### EXERCISE
In the records below, turn the part that opens with the line containing "of the baked" and closes with the line containing "102], [82, 93]]" into a numbered list, one line per item. Include both of those lines and leave out any blank ones.

Data records
..............................

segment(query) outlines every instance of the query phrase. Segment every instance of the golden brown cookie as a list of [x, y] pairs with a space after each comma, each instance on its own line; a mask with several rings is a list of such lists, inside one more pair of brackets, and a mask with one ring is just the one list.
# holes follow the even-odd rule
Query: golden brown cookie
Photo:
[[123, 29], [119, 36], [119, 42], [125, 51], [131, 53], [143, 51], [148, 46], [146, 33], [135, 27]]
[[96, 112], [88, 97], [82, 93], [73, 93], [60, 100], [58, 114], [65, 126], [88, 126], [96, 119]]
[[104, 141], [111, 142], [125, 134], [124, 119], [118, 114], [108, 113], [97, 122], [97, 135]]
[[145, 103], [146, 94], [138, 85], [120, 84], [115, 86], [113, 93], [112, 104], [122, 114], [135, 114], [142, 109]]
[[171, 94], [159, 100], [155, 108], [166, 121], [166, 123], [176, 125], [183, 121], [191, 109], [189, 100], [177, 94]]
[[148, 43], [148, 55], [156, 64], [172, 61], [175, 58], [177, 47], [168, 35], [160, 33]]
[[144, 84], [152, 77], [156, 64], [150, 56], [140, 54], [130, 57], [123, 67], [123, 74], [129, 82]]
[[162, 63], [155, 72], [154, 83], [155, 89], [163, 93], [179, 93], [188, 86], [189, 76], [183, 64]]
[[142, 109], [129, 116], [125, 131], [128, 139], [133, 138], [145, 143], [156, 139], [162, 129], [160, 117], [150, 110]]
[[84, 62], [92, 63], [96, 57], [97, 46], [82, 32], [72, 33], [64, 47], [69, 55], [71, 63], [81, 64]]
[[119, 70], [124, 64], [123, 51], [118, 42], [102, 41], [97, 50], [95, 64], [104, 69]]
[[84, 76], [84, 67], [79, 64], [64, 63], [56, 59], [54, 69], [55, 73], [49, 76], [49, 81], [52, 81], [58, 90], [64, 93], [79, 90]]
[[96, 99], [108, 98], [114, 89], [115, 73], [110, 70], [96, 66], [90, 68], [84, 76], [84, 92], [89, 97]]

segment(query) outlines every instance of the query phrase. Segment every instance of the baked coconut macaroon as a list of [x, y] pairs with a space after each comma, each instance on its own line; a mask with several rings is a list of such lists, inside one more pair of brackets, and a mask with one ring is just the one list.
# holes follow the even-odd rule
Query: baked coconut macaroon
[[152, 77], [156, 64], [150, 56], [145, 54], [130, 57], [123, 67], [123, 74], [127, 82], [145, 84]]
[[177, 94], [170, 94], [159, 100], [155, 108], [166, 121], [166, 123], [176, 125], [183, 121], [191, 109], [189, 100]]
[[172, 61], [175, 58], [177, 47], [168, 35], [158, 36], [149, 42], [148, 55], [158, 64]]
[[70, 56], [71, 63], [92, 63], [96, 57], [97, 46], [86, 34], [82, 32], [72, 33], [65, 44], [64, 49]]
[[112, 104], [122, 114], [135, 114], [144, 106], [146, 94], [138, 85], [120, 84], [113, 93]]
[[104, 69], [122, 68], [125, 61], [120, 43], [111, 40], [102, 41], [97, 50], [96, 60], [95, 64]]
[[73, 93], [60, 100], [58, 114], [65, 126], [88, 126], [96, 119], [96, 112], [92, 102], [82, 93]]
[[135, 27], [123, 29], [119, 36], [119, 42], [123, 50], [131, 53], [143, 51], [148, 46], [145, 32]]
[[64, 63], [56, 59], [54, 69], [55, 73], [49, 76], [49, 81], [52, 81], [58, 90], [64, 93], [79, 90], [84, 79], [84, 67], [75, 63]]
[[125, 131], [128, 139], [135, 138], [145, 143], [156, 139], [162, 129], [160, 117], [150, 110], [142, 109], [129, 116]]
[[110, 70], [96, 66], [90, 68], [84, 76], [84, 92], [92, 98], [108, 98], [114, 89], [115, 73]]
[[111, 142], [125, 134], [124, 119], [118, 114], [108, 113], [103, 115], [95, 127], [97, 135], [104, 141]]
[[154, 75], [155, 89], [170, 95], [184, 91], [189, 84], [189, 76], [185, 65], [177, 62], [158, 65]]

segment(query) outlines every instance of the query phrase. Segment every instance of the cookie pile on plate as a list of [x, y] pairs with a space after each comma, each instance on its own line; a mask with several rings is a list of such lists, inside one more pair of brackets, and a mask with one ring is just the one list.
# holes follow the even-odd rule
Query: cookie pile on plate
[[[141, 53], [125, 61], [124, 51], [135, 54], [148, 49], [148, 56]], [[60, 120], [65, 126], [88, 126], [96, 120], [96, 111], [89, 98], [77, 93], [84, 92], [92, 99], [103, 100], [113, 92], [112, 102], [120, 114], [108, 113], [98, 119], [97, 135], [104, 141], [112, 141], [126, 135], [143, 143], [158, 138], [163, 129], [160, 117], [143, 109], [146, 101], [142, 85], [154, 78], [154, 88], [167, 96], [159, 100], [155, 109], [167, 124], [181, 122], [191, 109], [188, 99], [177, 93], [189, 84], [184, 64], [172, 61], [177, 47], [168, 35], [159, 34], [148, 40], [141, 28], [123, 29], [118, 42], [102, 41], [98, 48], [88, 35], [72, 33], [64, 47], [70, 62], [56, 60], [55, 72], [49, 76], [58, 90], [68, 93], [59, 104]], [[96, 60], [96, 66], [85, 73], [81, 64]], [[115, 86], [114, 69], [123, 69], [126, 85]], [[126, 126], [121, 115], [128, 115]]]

..............................

### WRITTEN SOLUTION
1. segment(query) outlines every instance of the query phrase. Segment every instance of the baked coconut macaroon as a list of [x, y] pairs with a space after each comma, each instance on its own line; a mask with several rings is a list of such lists, inside one more pair of brackets, and a mask with one ring is just the one list.
2. # holes follow the even-odd rule
3. Query: baked coconut macaroon
4. [[152, 77], [156, 64], [150, 56], [145, 54], [130, 57], [123, 67], [123, 74], [127, 82], [145, 84]]
5. [[177, 94], [170, 94], [159, 100], [155, 108], [166, 121], [166, 123], [176, 125], [183, 121], [191, 109], [189, 100]]
6. [[172, 61], [175, 58], [177, 47], [168, 35], [158, 36], [149, 42], [148, 55], [158, 64]]
7. [[70, 56], [71, 63], [92, 63], [96, 57], [97, 46], [86, 34], [82, 32], [72, 33], [65, 44], [64, 49]]
8. [[112, 104], [122, 114], [135, 114], [144, 106], [146, 94], [138, 85], [120, 84], [113, 93]]
9. [[104, 69], [122, 68], [125, 61], [120, 43], [111, 40], [102, 41], [97, 50], [96, 60], [95, 64]]
10. [[73, 93], [60, 100], [58, 114], [65, 126], [88, 126], [96, 119], [96, 112], [92, 102], [82, 93]]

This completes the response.